Dataset:
▬▬▬▬▬▬▬▬▬▬
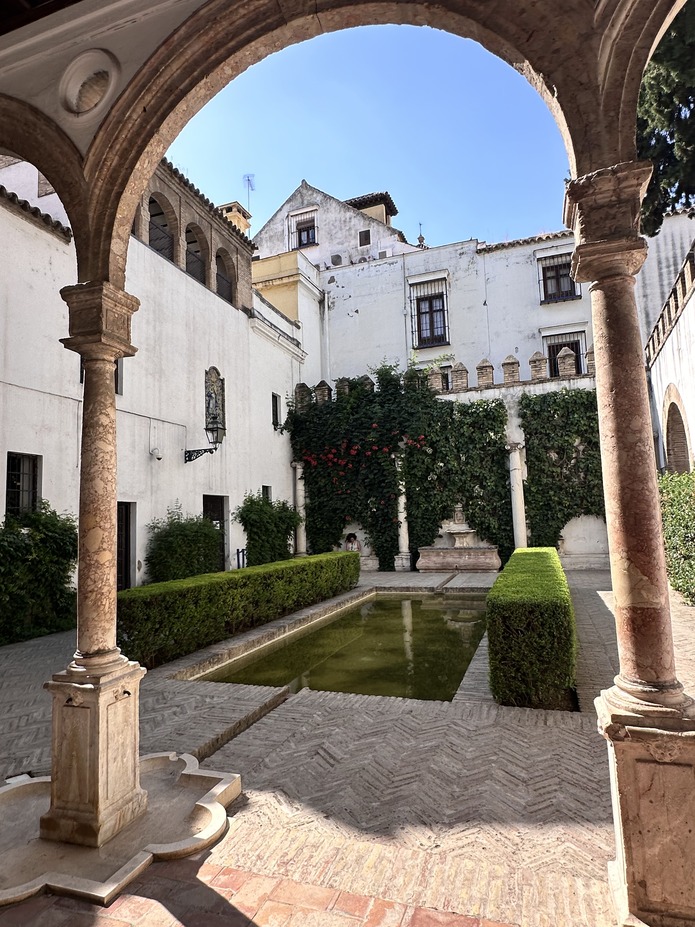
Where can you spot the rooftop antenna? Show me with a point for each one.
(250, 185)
▬▬▬▬▬▬▬▬▬▬
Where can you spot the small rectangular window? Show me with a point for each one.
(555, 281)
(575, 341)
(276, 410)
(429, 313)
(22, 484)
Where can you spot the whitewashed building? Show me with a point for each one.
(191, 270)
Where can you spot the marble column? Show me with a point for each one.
▬▬▬▬▬▬▬▬▬▬
What to produce:
Reproduce the lines above from the line with "Where can you spot the whitewashed" up to and including the line with "Where can you spot the marble".

Finished exercise:
Where can you spot the whitewashed building? Show me with a point for each one.
(191, 270)
Where can you spot the marble column? Show me with a point for each one.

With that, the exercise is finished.